__Exercise task__. Please copy out, word for word, the part of the items that starts at the line containing "Check that every instance of the thin" and runs through the end of the items, including both ends. Leave the pictures out of your answer.

Location annotation dataset excerpts
****************
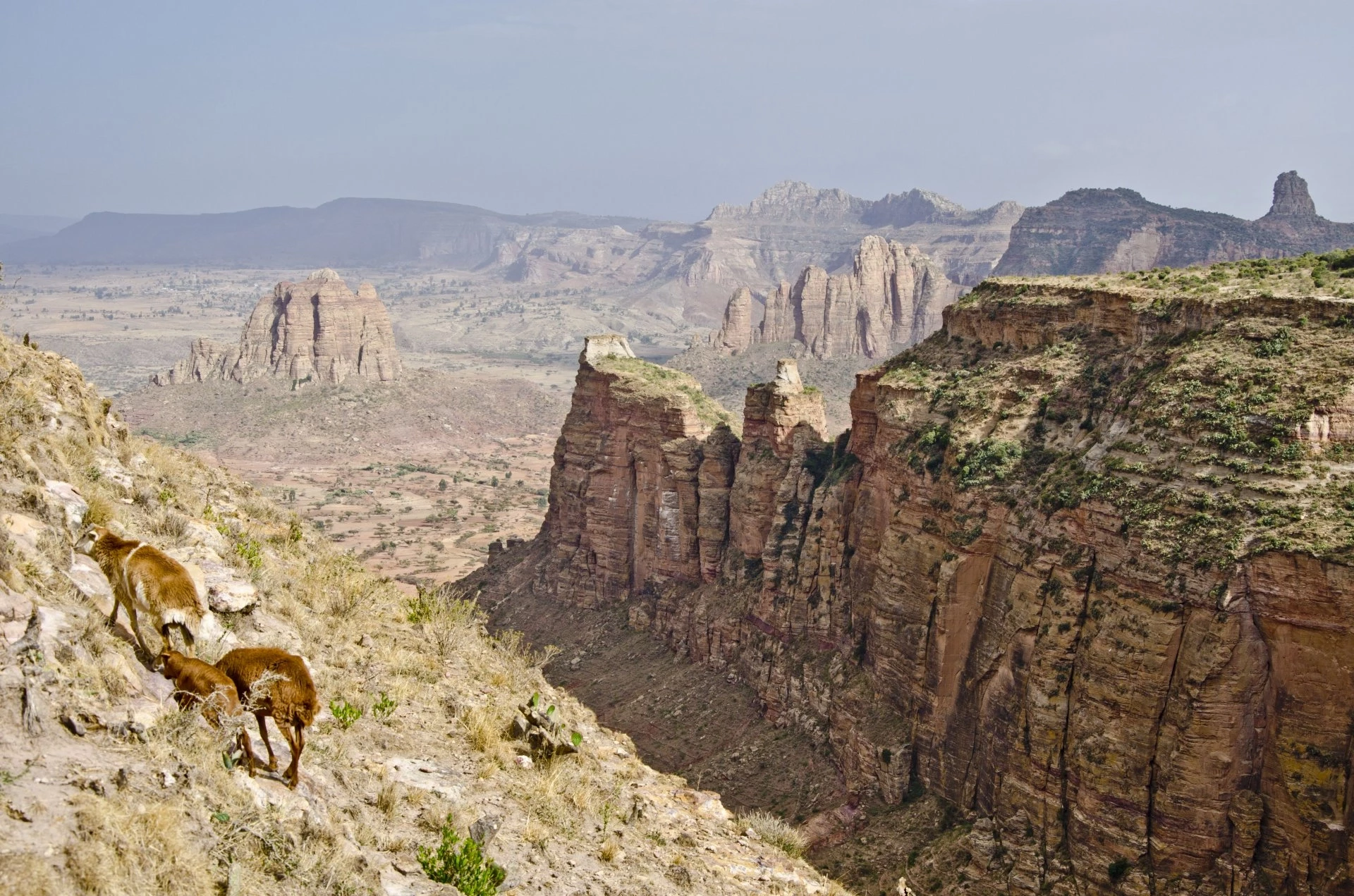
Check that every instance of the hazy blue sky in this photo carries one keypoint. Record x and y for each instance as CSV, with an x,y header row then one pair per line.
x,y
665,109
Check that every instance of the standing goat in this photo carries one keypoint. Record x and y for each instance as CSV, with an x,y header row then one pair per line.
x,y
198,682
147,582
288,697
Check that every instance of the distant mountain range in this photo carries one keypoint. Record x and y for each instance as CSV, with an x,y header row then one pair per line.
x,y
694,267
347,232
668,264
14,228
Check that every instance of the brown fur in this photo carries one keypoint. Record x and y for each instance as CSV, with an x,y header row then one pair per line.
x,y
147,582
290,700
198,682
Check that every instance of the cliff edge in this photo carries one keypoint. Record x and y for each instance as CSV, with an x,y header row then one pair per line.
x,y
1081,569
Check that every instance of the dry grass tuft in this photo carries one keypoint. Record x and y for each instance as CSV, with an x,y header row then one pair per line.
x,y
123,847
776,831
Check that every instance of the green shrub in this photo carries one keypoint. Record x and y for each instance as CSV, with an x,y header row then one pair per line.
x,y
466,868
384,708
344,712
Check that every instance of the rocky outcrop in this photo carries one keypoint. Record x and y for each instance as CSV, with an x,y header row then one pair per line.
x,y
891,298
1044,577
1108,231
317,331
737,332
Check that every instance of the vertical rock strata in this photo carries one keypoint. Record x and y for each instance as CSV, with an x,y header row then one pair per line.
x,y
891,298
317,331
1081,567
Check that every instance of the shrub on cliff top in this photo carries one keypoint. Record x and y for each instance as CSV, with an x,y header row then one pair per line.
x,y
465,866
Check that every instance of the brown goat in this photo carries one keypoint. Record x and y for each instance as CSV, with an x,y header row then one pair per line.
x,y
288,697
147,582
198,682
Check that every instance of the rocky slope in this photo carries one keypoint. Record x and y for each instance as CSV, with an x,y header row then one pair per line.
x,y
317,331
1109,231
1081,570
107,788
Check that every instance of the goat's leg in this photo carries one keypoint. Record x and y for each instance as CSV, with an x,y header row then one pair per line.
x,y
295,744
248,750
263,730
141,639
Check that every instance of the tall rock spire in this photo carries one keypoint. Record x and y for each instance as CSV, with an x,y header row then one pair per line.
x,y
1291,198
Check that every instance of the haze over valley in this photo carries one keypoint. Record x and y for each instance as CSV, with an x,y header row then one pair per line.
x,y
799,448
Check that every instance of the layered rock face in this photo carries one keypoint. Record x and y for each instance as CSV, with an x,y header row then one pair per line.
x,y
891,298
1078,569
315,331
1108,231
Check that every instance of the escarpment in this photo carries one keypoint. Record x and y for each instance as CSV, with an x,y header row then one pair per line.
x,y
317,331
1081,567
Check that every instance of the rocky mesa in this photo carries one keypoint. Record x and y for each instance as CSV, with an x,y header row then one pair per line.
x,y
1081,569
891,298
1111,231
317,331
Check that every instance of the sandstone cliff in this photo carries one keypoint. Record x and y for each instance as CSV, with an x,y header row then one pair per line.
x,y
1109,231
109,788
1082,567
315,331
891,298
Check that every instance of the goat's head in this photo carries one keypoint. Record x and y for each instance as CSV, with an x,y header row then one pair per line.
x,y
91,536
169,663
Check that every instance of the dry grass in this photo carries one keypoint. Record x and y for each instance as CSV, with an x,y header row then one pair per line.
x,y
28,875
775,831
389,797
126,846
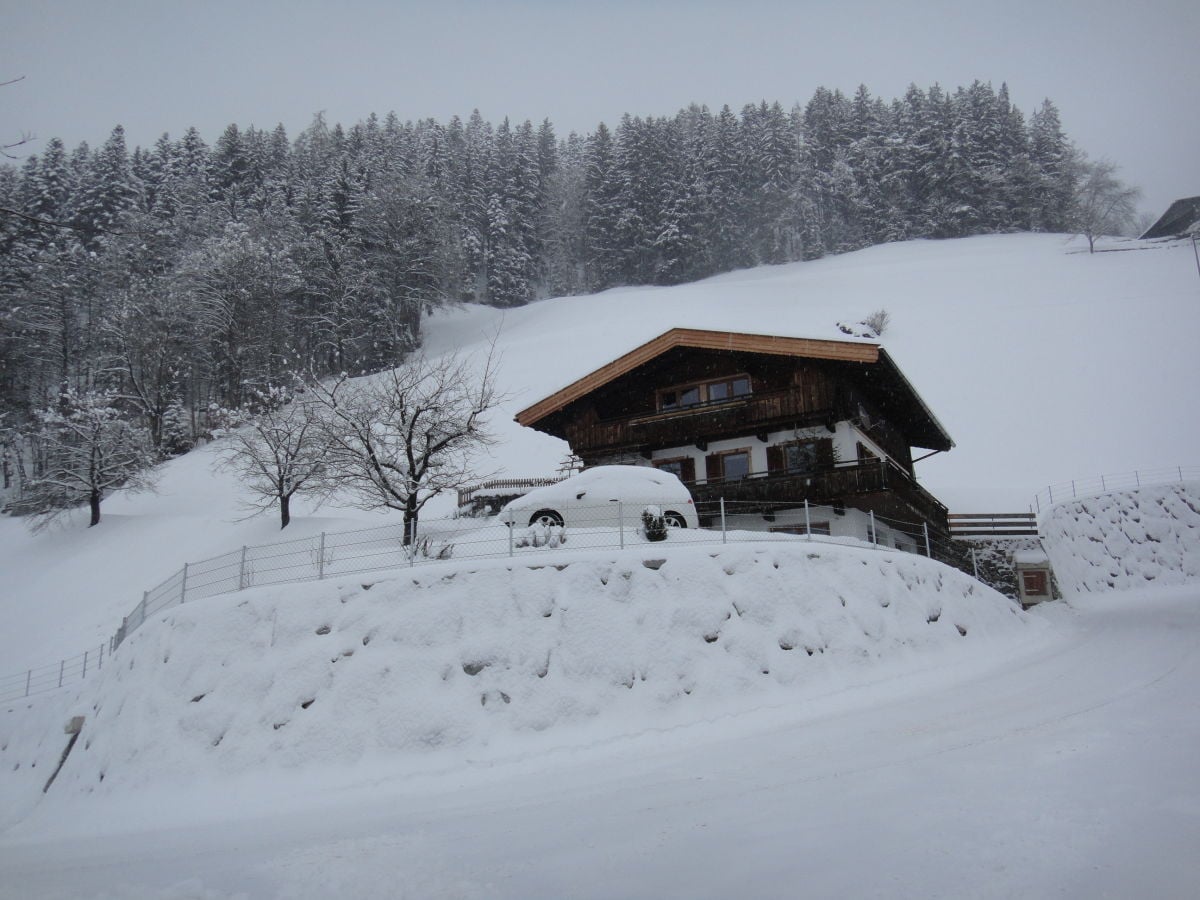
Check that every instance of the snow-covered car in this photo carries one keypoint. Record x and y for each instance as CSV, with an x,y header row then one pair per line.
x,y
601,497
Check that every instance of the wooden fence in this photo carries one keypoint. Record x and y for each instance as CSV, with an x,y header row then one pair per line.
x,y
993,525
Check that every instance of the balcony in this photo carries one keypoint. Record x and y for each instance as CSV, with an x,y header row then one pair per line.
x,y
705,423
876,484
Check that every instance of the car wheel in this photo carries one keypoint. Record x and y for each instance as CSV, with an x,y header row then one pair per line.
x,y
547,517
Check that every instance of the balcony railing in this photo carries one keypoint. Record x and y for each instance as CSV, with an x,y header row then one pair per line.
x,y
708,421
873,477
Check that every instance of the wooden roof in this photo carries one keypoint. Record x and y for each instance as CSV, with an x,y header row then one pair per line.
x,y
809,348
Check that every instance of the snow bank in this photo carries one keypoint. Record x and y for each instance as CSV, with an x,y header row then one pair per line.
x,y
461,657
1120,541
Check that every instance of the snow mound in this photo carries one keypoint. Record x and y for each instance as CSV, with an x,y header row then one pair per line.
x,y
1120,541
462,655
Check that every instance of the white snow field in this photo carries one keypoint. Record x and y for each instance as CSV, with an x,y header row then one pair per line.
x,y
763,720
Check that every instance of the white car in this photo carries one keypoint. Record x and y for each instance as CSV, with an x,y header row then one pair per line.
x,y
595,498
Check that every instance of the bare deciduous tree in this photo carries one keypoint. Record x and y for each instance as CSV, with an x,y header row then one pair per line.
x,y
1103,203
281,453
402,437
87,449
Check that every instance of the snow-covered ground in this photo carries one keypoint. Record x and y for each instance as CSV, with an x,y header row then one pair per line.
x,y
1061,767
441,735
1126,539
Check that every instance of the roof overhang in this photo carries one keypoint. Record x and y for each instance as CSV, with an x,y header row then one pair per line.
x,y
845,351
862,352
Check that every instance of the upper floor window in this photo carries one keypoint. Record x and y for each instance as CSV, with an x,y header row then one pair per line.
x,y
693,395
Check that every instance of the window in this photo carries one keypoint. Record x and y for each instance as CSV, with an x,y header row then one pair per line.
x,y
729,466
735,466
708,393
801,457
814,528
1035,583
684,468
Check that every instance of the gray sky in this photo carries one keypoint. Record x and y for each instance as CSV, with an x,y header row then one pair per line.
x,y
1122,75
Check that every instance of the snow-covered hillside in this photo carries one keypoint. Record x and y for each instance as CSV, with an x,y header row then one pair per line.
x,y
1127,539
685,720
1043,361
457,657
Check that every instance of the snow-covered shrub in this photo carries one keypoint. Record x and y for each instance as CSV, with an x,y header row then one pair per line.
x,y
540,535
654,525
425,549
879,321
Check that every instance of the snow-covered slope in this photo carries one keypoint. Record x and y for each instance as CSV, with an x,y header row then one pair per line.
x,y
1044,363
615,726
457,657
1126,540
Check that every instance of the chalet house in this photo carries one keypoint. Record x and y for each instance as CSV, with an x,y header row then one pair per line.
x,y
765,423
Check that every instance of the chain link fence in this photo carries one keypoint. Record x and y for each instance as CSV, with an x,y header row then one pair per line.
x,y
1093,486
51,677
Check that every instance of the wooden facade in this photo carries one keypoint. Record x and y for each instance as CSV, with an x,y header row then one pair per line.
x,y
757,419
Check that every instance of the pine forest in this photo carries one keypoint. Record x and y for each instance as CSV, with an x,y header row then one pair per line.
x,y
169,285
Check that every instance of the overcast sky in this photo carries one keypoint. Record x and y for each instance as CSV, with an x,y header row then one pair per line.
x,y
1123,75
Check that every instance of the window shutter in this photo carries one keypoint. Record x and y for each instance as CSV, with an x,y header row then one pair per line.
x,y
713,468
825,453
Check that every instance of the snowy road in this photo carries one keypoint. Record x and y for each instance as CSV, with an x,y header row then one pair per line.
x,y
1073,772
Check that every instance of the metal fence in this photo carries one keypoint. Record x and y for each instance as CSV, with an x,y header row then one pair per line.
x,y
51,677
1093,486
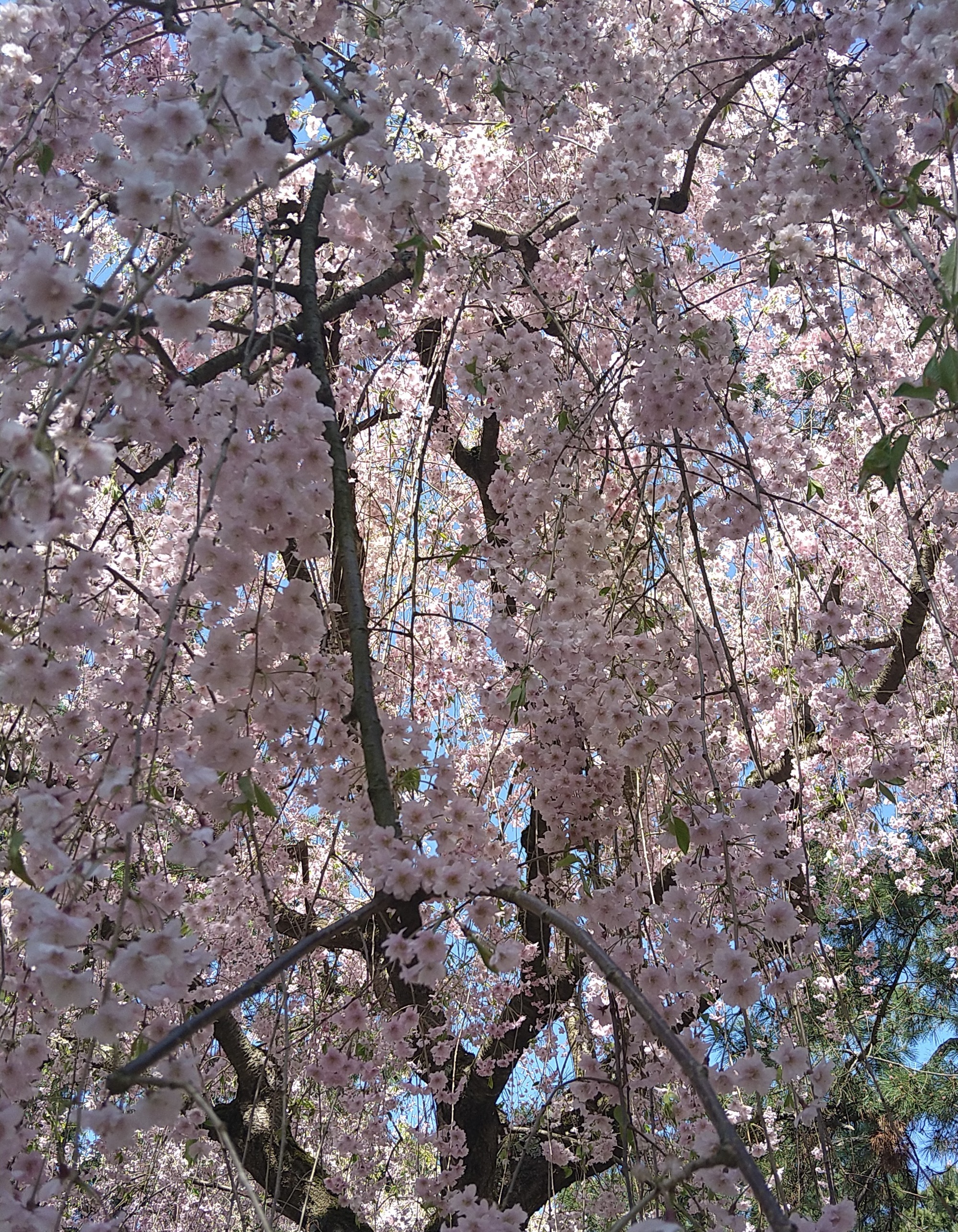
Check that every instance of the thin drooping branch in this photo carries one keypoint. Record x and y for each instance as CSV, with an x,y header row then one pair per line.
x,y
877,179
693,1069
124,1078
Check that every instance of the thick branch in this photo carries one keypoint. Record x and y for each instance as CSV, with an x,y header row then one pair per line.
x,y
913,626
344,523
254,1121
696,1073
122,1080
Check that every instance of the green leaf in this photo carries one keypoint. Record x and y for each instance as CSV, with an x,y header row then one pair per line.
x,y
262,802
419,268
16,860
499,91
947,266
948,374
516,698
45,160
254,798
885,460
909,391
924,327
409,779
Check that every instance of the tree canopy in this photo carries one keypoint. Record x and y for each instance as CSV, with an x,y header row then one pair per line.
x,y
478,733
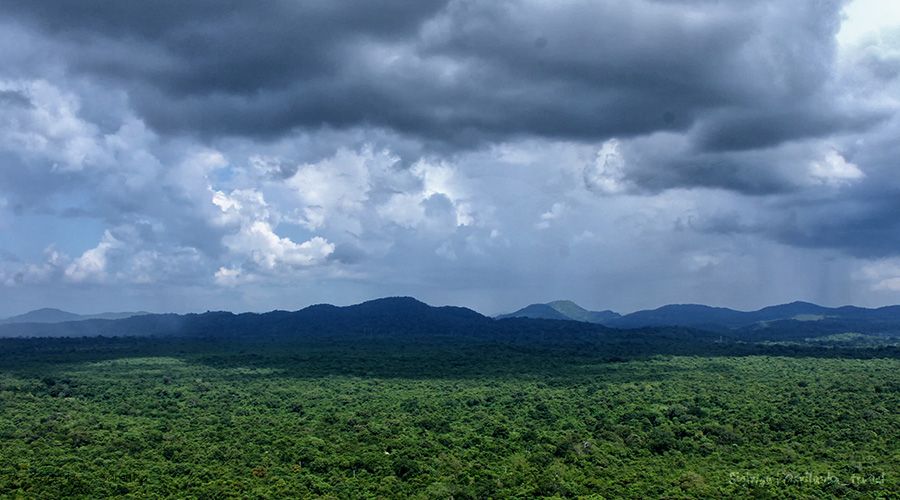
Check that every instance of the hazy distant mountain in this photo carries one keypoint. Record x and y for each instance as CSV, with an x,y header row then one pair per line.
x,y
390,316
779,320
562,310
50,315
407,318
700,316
****************
__Result of the exercise__.
Check that every instance of the thin drooping branch in this photo carries one keypoint. Record x and y for each instance as CSV, with an x,y header row then one pair per line.
x,y
877,179
693,1069
124,1078
Check that every instance of the thick branch in this photo carries one keypoint. Record x and y for each instance as CSV, with an x,y header row then one pair per line.
x,y
913,626
344,523
254,1121
696,1073
122,1080
Check that every instance of the green leaf in this photo carries one keypoint. Record x and y for each instance as CSV, with an x,y header row then one pair per line.
x,y
262,802
419,268
16,860
499,91
947,266
948,374
516,698
45,160
254,798
885,460
909,391
924,327
409,779
Check that every instance of the tree canopy in this photo carries one keypoint. Record x and y for each instance as CSV, with an x,y header row then one pair per line.
x,y
478,733
Check that every instance of the hazy distant mountain in this photo carries one keypoint. Record x and y for each instance as CSV, with an x,y header row then one pair per line.
x,y
390,316
779,320
562,310
50,315
407,318
700,316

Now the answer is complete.